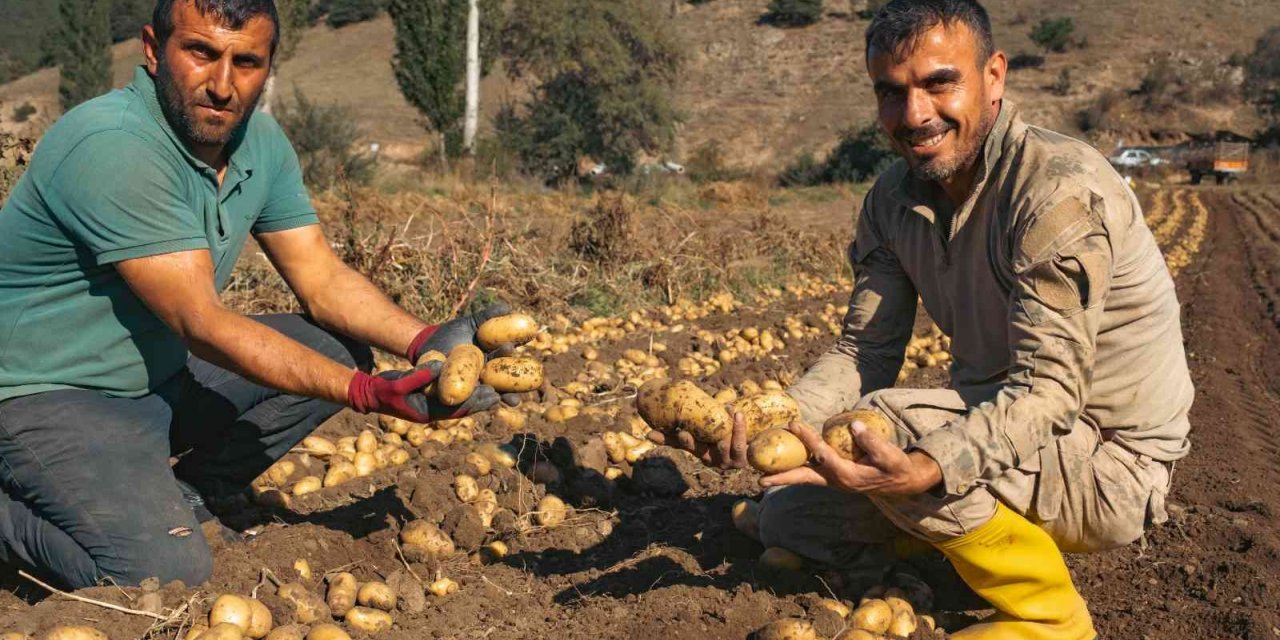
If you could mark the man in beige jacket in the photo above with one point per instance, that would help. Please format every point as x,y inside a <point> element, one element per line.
<point>1069,384</point>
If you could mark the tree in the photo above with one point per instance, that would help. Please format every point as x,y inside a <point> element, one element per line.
<point>794,13</point>
<point>604,83</point>
<point>350,12</point>
<point>83,51</point>
<point>430,59</point>
<point>1054,35</point>
<point>295,18</point>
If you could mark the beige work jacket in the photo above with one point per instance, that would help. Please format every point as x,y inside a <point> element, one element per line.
<point>1057,301</point>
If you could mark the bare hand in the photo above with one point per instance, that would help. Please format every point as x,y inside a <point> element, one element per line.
<point>728,453</point>
<point>883,469</point>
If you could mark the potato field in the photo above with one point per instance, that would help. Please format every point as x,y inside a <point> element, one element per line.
<point>556,519</point>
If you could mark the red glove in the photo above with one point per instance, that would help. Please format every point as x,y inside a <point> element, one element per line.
<point>400,393</point>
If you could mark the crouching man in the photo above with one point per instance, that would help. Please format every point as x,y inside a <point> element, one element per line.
<point>115,352</point>
<point>1069,385</point>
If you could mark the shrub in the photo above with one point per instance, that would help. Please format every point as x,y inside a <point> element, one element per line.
<point>1025,62</point>
<point>859,156</point>
<point>792,13</point>
<point>350,12</point>
<point>22,113</point>
<point>1054,35</point>
<point>324,137</point>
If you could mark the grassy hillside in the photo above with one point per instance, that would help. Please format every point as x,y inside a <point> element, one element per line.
<point>767,94</point>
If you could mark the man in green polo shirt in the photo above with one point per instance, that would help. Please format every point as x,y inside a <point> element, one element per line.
<point>115,352</point>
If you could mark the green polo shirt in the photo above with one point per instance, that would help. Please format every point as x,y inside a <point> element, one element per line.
<point>110,182</point>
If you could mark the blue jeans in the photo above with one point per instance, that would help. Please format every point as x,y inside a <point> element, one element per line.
<point>88,490</point>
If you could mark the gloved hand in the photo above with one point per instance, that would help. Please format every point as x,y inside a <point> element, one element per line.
<point>460,330</point>
<point>400,394</point>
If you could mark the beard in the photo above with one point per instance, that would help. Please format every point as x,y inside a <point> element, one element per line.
<point>184,117</point>
<point>944,168</point>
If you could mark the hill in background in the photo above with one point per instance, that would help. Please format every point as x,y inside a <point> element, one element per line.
<point>767,94</point>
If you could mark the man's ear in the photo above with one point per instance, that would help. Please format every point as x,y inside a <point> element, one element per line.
<point>150,49</point>
<point>995,74</point>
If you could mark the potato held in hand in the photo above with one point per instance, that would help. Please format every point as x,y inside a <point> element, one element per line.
<point>766,411</point>
<point>837,430</point>
<point>513,328</point>
<point>512,374</point>
<point>460,374</point>
<point>776,451</point>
============
→ **Exercise**: All entries need repeating exactly, but without the pictures.

→ **Task result**:
If you could mark the man in beige jacket in the photo above with one point per instance, that would help. Please format every point as x,y inside a <point> element, one element per line.
<point>1069,384</point>
If you could mark the tree in the photo above with one point per instance, that would help. Please format every point as x,y inside a <point> element, one element per line.
<point>794,13</point>
<point>604,83</point>
<point>350,12</point>
<point>83,51</point>
<point>430,59</point>
<point>1054,35</point>
<point>295,18</point>
If you could mark the beige work jacket in the photo above with one point per instance, that would help. Please format every point as x,y inside a <point> element, one element per line.
<point>1057,301</point>
If you could mark the bare hand in the photo above with one point per instance, that would help. Please format every point as x,y inside a <point> element, one element per line.
<point>728,453</point>
<point>883,469</point>
If you could mark the potato field in the photo above with one point per instance, that would help. Please format every point as x,y inside a <point> element, one element per line.
<point>556,519</point>
If you could mark the red glove in the photo above with one point per instance, that would help. Please format every point as x,y inside a <point> element, one element per line.
<point>400,393</point>
If you could mark the crouching man in the photo above with one point per instance, that would help. Please format every point as x,y inside a <point> element, one element per line.
<point>115,352</point>
<point>1069,385</point>
If you could mark the shrub in the photo above with one point per instance, that would help. Please format every point as x,y inside a <point> element, one element per line.
<point>1025,62</point>
<point>859,156</point>
<point>792,13</point>
<point>350,12</point>
<point>22,113</point>
<point>1054,35</point>
<point>324,137</point>
If you could mark the grassy hillside in the photo above with one point per instance, that would help. Please format every point as x,y inside a <point> element, one element per line.
<point>767,94</point>
If you could mark the man in green polo shirt in the photo above with one point per instance, that would help. Please format every point as x,y inside a <point> element, one element per line.
<point>115,352</point>
If you could mark the green polo shirt in the photo above with one point per instance, that would help. Please format every point as x,y inside a <point> element, one element per line.
<point>110,182</point>
If you could mark the blue jeans in the photo above with one point per instance, that would help. Please format every point as x,y inside a <point> element, one element per line.
<point>88,490</point>
If you could mark the gloved hand in the photo above with one point per instance, that would help. Please format every point as x,y inside a <point> element, one element per line.
<point>460,330</point>
<point>400,394</point>
If you could mark the beard in the photo above with one point per instance, that would help. Please format every point as x,y inside a <point> element, one element per line.
<point>184,117</point>
<point>944,168</point>
If you could mark the hill in background in the photo above with one point per instance, that would help. Please format every point as x,y inside a <point> element, one element per line.
<point>767,94</point>
If you could mark the man's ear in the photo above with one point per instance, that would help. Please format every point as x,y inside a <point> element, one element per line.
<point>150,49</point>
<point>995,74</point>
If you could mark the potato held in hand in the photo above with one point per instance, that would help. Please format every point as x,y inside a <point> element, one element per line.
<point>766,411</point>
<point>837,430</point>
<point>513,328</point>
<point>512,374</point>
<point>460,374</point>
<point>776,451</point>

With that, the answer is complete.